Dataset entries
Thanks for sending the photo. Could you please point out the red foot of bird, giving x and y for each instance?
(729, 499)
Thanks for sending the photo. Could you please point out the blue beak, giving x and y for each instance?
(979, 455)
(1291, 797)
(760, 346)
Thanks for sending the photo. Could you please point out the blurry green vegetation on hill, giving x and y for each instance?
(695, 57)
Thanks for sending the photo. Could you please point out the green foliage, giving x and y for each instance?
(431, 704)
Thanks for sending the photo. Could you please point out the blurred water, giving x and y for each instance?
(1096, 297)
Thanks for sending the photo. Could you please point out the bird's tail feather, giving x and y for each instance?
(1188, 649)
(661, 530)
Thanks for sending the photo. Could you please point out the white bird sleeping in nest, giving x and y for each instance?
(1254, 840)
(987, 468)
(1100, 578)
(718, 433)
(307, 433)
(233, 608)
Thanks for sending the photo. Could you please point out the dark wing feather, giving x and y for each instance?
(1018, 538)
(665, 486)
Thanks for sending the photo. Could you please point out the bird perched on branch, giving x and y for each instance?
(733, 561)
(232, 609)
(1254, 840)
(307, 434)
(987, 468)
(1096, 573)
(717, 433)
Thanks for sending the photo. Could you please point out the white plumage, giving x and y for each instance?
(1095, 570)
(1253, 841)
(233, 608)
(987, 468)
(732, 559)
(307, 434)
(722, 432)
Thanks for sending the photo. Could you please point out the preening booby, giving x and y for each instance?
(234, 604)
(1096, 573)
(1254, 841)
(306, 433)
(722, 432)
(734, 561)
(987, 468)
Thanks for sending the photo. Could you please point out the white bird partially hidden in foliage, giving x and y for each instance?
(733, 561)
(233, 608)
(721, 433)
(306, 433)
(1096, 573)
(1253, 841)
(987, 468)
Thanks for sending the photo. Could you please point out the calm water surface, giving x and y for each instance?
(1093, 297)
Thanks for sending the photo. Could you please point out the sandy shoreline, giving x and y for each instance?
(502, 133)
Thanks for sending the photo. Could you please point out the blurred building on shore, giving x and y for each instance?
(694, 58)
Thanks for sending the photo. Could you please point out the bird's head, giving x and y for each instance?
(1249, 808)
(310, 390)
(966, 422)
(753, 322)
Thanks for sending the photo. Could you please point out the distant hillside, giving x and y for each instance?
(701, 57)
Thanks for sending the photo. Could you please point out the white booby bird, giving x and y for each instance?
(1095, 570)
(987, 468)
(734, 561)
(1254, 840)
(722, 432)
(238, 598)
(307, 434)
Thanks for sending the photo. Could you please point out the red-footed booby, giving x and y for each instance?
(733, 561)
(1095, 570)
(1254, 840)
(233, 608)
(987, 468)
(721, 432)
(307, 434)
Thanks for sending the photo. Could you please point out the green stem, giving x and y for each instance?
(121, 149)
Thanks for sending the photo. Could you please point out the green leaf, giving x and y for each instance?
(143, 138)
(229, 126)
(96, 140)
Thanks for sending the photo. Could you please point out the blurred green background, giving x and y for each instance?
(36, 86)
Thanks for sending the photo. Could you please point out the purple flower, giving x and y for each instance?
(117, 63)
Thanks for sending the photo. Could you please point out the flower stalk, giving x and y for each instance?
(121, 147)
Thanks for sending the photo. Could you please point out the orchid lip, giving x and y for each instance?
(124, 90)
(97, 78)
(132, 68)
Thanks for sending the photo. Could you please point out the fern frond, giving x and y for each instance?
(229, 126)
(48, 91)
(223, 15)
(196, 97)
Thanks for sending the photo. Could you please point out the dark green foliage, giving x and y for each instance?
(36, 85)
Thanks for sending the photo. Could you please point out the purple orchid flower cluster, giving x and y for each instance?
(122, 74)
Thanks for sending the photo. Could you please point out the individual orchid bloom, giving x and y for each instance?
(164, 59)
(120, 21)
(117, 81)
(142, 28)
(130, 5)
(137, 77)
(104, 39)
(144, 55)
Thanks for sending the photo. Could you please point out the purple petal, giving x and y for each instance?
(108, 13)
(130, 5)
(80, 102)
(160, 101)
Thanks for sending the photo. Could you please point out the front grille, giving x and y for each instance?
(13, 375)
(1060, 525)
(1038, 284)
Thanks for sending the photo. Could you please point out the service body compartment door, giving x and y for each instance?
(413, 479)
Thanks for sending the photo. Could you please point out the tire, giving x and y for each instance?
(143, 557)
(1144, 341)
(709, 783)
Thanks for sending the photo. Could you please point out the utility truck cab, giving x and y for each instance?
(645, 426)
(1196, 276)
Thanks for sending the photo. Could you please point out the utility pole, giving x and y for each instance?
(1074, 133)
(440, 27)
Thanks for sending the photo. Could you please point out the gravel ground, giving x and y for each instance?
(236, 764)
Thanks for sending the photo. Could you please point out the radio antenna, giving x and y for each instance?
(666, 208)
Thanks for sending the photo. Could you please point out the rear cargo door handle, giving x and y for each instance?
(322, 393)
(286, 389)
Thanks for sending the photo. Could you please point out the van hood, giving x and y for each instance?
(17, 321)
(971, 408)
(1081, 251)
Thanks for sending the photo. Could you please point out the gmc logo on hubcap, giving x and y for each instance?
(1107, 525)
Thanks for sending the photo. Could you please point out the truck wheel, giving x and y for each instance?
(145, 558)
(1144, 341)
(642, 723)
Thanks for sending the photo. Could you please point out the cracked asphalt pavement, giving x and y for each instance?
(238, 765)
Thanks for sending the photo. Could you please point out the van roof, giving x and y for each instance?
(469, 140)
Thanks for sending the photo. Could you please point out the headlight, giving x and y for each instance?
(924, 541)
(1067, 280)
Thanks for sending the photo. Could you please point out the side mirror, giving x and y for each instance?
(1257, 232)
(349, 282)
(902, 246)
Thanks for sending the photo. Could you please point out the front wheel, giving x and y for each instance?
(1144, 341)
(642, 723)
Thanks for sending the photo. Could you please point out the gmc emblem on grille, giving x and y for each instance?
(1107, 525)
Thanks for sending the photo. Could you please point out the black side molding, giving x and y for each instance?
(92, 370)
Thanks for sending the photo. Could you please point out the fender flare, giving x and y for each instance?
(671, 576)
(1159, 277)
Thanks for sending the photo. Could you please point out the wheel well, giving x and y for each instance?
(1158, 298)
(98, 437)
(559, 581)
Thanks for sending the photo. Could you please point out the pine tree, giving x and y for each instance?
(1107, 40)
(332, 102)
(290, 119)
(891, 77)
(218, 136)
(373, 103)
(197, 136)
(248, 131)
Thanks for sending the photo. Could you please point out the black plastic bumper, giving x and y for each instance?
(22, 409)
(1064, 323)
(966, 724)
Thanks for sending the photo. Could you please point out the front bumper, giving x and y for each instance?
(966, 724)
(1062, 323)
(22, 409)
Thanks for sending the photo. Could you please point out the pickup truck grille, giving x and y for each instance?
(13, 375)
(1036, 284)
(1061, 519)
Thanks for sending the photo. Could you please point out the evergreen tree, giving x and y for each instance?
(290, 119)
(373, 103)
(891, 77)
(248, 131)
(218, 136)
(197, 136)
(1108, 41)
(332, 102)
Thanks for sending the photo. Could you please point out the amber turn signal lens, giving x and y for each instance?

What is needed |
Retype every line of the entries above without any changes.

Answer below |
Thanks for sending the photo. Could you please point out the red foot of bird, giving x and y for each instance?
(729, 499)
Thanks for sending the photo. Could you please point out the blue beak, giving x and y for each instance?
(979, 455)
(1291, 797)
(760, 346)
Thanks for sending the photo. Could you please point out the blurry green vegetation on hill, giving x and y for each instance?
(695, 57)
Thanks for sending the photo. Could you please point out the green foliage, giving x and y for each instance?
(431, 704)
Thanks for sending the photo. Could you please point out the blurred water, giving x and y for each instance?
(1096, 297)
Thanks for sending the photo. Could you please point out the bird's tail feather, giving x and y for each instance?
(1188, 649)
(661, 530)
Thanks for sending the photo. Could you please point out the white bird sleeping in nest, giving x and y for each instance?
(1254, 840)
(987, 468)
(1100, 578)
(718, 433)
(307, 433)
(233, 608)
Thanks for sending the photo. Could you please point out the dark wing feather, giving x and y for each instance?
(1018, 538)
(665, 486)
Thanks for sending the photo. Could you please point out the bird perched on branch, giving x and y for each instance?
(733, 561)
(232, 609)
(1254, 840)
(307, 434)
(987, 468)
(1096, 573)
(717, 433)
Thanks for sending the photo. Could you please point out the white plumage, giving x and y for each instance?
(1095, 570)
(1253, 841)
(233, 608)
(987, 468)
(732, 559)
(307, 434)
(722, 432)
Thanks for sending the photo. Could you please point out the preening booby, giving x and y for each instance?
(234, 604)
(1096, 573)
(1254, 841)
(306, 433)
(722, 432)
(734, 561)
(987, 468)
Thanks for sending the photo. Could you please point out the white bird partially hidden in foliage, giving x and y for each instance?
(733, 561)
(233, 608)
(721, 433)
(306, 433)
(1096, 573)
(1253, 841)
(987, 468)
Thanks for sending the photo. Could you please point out the calm water surface, giving x and y for each instance?
(1093, 297)
Thanks for sending the photo. Could you please point out the sandy shoreline, giving x and y for each instance?
(502, 133)
Thanks for sending the photo. Could you please point out the blurred building on shore, giving x and y for each instance?
(694, 58)
Thanks for sending the photo. Could you please point out the bird's head, giving x and y for each instance?
(1249, 808)
(310, 390)
(966, 422)
(753, 322)
Thanks for sending the photo. Could you please point out the distant hillside, giving x and y for each instance?
(701, 57)
Thanks for sending the photo. Could you please point out the white booby bird, giving x and y for each instance?
(1095, 570)
(987, 468)
(734, 561)
(1254, 840)
(722, 432)
(238, 598)
(307, 434)
Thanks for sending the photo. Could you please point out the red-footed booby, giving x and y for each instance?
(733, 561)
(1095, 570)
(1254, 840)
(233, 608)
(987, 468)
(721, 432)
(307, 434)
Thanks for sending the photo. Could you please point out the green stem, giving x and y for each instance?
(121, 149)
Thanks for sending the photo. Could you please point out the green leaf, giving x and y for each instance?
(143, 138)
(229, 126)
(96, 140)
Thanks for sending the photo. Could you please point out the blurred green background, giving x and y for each instance?
(36, 86)
Thanks for sending the photo. Could you please point out the purple flower, giving x and y for each instance?
(117, 63)
Thanks for sending the photo. Could you please point out the flower stalk, giving x and y for each instance?
(121, 147)
Thanks for sending the photo. Could you please point out the orchid lip, giving x and y for each instance?
(124, 90)
(97, 78)
(132, 68)
Thanks for sending the photo. Could you please point out the fern frond, giving x and y for each instance?
(229, 126)
(48, 91)
(223, 15)
(196, 97)
Thanks for sending the photo. Could you please point out the dark green foliage, giving x and y for each instance?
(36, 85)
Thanks for sending the photo. Could you please point out the purple orchid flower cluster, giving x and y for each instance?
(122, 74)
Thanks for sending the photo. Could you please point out the individual orchid bloom, giving x and y for each instance?
(164, 59)
(120, 21)
(117, 81)
(142, 28)
(130, 5)
(137, 77)
(104, 39)
(144, 55)
Thanks for sending the photo. Could you please point out the purple petal, giving x and y for each instance?
(108, 13)
(130, 5)
(80, 102)
(160, 101)
Thanks for sending the photo. Could you please point out the front grille, giving x and y for each instance?
(13, 375)
(1060, 525)
(1038, 284)
Thanks for sending the photo. Could you please point out the service body compartment door, giving x and y for each instance?
(413, 479)
Thanks for sending the photo. Could you please point out the tire, giving x and y for each instance?
(143, 557)
(1144, 341)
(709, 783)
Thanks for sending the photo. Could you please point out the utility truck cab, giving x and y for each instance?
(645, 426)
(1196, 276)
Thanks for sending the photo. Could you please point out the utility pole, giving x and y for each instance?
(1074, 133)
(440, 27)
Thanks for sending the photo. Could you please point out the gravel ground, giving x and y for each instance?
(236, 764)
Thanks for sending the photo. Could you please point out the radio antenna, giving x and y for each instance?
(666, 208)
Thanks for sending the photo. Could you please point out the rear cargo door handle, giving x and y for each instance?
(322, 393)
(286, 389)
Thanks for sending the photo. Could you please point out the van hood, giving x and y for each instance?
(17, 321)
(971, 408)
(1081, 251)
Thanks for sending the photo. Could you please point out the gmc logo on hubcap, giving x and y for each instance?
(1107, 525)
Thanks for sending the photo. Could you please point out the truck wheel, giving x and y for each instance?
(145, 558)
(1144, 341)
(642, 723)
Thanks for sending the photo. Could you please point out the cracked asphalt pavement, giving x and y for each instance?
(238, 765)
Thanks for sending the photo. Could you please point out the van roof, giving x and y for each instance?
(469, 140)
Thanks for sending the photo. Could you please point out the headlight, giving x and y for each instance?
(924, 541)
(1067, 280)
Thanks for sending the photo. Could you please point out the side mirror, giving x and y for each instance?
(1257, 232)
(349, 282)
(902, 246)
Thanks for sending the photo. Could you please point out the front wheel, giving x and y for each instance?
(1144, 341)
(642, 723)
Thanks for sending the photo. Could you please point out the gmc emblem on grille, giving x and y for each instance?
(1107, 525)
Thanks for sending the photo. Could you please point out the black side molding, giving x and y for each instance?
(92, 370)
Thanks for sending the photo. Could you please point out the fender flare, giving x and y for each instance?
(671, 576)
(1159, 277)
Thanks for sending the photo. Could you please point out the wheel well, giving x and y for each instance?
(1158, 298)
(98, 437)
(559, 581)
Thanks for sending the photo. Could you please point out the pine tree, giving x and y for each instance?
(1107, 40)
(332, 102)
(290, 119)
(891, 77)
(218, 136)
(373, 103)
(197, 136)
(248, 131)
Thanks for sending the photo. Could you please point out the black plastic bumper, giving x and y for each instance?
(22, 409)
(1064, 323)
(966, 724)
Thanks for sending the photo. Could you please point out the front bumper, giving x and y for each instance?
(966, 724)
(1062, 323)
(22, 409)
Thanks for sending the photo. Could you please point out the pickup truck grille, giving x and y for each instance?
(13, 375)
(1036, 284)
(1061, 519)
Thanks for sending the photo. Could you please point out the evergreen tree, giving x and y for each instance?
(290, 119)
(373, 103)
(891, 77)
(248, 131)
(218, 136)
(197, 136)
(1108, 41)
(332, 102)
Thanks for sending the photo. Could you please point out the amber turn signal lens, giving x and y for each instance?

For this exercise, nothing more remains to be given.